++++ SOURCE INFORMATION

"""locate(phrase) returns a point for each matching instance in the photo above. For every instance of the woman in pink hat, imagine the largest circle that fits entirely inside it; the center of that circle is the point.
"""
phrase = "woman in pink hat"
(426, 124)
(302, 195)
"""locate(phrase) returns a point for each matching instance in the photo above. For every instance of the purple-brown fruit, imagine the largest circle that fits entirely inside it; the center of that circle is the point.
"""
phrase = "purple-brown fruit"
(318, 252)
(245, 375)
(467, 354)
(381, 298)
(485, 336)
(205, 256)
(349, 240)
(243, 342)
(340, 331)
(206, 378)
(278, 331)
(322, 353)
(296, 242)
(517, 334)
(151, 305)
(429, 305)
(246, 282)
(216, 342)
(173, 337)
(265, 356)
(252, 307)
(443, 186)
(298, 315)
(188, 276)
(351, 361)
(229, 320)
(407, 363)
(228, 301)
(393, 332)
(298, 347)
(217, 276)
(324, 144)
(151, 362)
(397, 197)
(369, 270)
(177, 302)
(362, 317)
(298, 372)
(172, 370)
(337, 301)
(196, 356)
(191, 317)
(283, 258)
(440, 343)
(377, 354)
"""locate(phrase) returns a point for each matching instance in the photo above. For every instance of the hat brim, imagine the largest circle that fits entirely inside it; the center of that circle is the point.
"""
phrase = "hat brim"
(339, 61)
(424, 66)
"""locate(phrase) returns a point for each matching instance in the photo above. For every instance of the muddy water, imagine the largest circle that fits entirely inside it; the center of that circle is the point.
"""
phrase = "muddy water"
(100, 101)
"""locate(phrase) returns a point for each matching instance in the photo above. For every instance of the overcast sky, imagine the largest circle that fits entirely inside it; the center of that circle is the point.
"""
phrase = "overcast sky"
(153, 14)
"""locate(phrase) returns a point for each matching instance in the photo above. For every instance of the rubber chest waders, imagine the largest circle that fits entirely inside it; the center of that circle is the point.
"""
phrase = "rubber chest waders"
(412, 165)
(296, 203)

++++++++

**EXERCISE:**
Transcribe the entire listing above exactly as written.

**PROBLEM SOLUTION:**
"""locate(phrase) returns a point for each matching instance in the photo above. For every instance of the woman in pink hat, imagine the largest circle that fits entirely inside it; the center of that circle is the point.
"""
phrase = "woman in pink hat"
(426, 124)
(302, 195)
"""locate(phrase) returns a point for each matching instance in the photo above. For every instance of the purple-brown fruit, imagine the largest circle that fits entirely inside it; the center of that circle is the point.
"""
phrase = "purple-brown fruit"
(318, 252)
(245, 375)
(467, 354)
(381, 298)
(485, 336)
(205, 256)
(349, 240)
(243, 342)
(340, 331)
(206, 378)
(278, 331)
(322, 353)
(296, 242)
(517, 334)
(151, 305)
(429, 305)
(246, 282)
(216, 342)
(173, 337)
(265, 356)
(252, 307)
(443, 186)
(298, 315)
(188, 276)
(351, 361)
(229, 320)
(407, 363)
(228, 301)
(393, 332)
(298, 347)
(217, 276)
(324, 144)
(151, 362)
(397, 197)
(369, 270)
(177, 302)
(362, 317)
(298, 372)
(172, 370)
(337, 301)
(196, 356)
(191, 317)
(283, 258)
(440, 343)
(377, 354)
"""locate(phrase) returns a point for each matching instance in the photo above. For every instance of the hat brim, imagine the largest circle that fits entirely inside it; the center of that circle is the point.
"""
phrase = "hat brim"
(339, 61)
(424, 66)
"""locate(phrase) returns a point for each matching instance in the photo above. For every instance of the muddy water, imagine the largest circle that fits entirely inside it; the center of that circle is the point.
"""
phrase = "muddy water"
(100, 101)
"""locate(phrase) returns a point for each matching instance in the photo above. For every instance of the overcast sky, imagine the largest circle that fits entirely inside it; the center of that circle is the point.
"""
phrase = "overcast sky"
(153, 14)
"""locate(phrase) returns a point for each matching instance in the photo above. For every instance of the rubber chest waders, imagine the largest circle that fits entirely inside it; the center of that circle is the point.
"""
phrase = "rubber chest waders"
(412, 165)
(296, 203)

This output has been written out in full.